AVAILABLE RECORDS:
════
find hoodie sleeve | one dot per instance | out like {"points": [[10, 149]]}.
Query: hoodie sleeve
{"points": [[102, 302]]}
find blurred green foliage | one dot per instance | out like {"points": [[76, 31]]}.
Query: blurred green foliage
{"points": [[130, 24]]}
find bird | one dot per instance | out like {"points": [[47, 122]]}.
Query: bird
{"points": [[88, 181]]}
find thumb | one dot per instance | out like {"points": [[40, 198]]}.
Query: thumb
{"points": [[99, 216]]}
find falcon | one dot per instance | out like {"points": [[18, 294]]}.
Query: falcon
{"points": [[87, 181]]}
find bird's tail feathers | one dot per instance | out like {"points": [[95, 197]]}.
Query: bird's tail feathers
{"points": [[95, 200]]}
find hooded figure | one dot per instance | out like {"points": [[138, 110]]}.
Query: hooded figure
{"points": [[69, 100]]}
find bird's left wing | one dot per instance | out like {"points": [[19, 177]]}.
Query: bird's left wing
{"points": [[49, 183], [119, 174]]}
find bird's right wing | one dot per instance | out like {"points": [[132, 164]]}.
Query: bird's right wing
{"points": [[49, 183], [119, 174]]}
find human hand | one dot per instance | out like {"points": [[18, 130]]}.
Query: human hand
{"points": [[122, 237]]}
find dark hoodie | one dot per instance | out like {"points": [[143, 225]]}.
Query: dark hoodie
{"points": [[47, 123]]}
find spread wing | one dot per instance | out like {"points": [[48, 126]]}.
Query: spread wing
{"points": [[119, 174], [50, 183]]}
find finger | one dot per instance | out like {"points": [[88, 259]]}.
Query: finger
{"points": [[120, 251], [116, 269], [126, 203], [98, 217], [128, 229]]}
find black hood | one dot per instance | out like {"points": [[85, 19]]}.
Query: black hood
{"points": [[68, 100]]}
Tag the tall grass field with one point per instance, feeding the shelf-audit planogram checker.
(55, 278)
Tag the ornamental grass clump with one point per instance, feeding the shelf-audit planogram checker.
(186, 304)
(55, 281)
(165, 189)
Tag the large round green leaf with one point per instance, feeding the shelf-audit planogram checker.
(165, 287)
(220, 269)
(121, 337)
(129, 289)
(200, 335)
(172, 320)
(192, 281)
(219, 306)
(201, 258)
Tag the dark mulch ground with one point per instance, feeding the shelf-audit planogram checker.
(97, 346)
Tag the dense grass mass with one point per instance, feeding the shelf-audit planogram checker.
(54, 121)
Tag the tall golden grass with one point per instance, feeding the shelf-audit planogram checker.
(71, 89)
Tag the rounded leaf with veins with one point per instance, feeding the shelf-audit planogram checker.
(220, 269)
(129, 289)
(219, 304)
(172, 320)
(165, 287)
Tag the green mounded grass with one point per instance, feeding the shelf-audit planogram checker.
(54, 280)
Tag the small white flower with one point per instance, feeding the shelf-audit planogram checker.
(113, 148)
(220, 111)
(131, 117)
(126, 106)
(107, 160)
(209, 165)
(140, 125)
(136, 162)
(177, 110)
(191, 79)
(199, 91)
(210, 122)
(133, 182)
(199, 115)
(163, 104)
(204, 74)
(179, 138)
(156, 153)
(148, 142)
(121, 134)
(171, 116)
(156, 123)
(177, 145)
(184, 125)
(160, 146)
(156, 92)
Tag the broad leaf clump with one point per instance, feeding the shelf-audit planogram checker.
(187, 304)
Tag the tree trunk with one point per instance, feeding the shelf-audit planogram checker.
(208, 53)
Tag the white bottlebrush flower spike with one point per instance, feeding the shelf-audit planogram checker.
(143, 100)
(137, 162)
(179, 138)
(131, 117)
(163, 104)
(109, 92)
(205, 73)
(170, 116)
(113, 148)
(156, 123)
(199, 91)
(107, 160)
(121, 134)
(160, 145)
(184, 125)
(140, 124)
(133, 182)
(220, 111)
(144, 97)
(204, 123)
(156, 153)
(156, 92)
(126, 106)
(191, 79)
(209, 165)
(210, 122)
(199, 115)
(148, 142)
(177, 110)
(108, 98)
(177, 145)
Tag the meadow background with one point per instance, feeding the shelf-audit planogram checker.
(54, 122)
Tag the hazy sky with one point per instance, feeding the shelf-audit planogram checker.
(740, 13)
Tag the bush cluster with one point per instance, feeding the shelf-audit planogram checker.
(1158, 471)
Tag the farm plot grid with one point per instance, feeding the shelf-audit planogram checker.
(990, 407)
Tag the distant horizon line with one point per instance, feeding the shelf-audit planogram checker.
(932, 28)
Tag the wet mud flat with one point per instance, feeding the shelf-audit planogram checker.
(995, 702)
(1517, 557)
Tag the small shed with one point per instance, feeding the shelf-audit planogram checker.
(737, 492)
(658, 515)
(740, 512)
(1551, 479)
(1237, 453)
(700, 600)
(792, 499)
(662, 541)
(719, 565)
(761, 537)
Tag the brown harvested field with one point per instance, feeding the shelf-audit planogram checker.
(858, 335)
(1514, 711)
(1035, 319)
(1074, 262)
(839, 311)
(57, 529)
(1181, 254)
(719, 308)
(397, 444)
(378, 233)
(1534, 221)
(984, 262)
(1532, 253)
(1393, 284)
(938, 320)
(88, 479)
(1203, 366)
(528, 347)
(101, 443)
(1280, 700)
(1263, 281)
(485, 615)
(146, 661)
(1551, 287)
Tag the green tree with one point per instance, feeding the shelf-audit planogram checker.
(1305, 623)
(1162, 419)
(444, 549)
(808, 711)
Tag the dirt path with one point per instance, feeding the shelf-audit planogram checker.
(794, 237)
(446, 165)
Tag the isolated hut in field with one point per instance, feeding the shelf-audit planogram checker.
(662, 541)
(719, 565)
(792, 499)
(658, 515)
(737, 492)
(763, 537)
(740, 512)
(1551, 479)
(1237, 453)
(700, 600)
════
PROBLEM REQUIREMENTS:
Starting with the first line of the data above, copy each line exactly until you reach the line with "find blurred green"; include that line as well.

COMPLETED TASK:
find hoodie sleeve | one dot per instance | out like {"points": [[10, 149]]}.
Query: hoodie sleeve
{"points": [[102, 302]]}
find blurred green foliage | one dot per instance | out like {"points": [[76, 31]]}.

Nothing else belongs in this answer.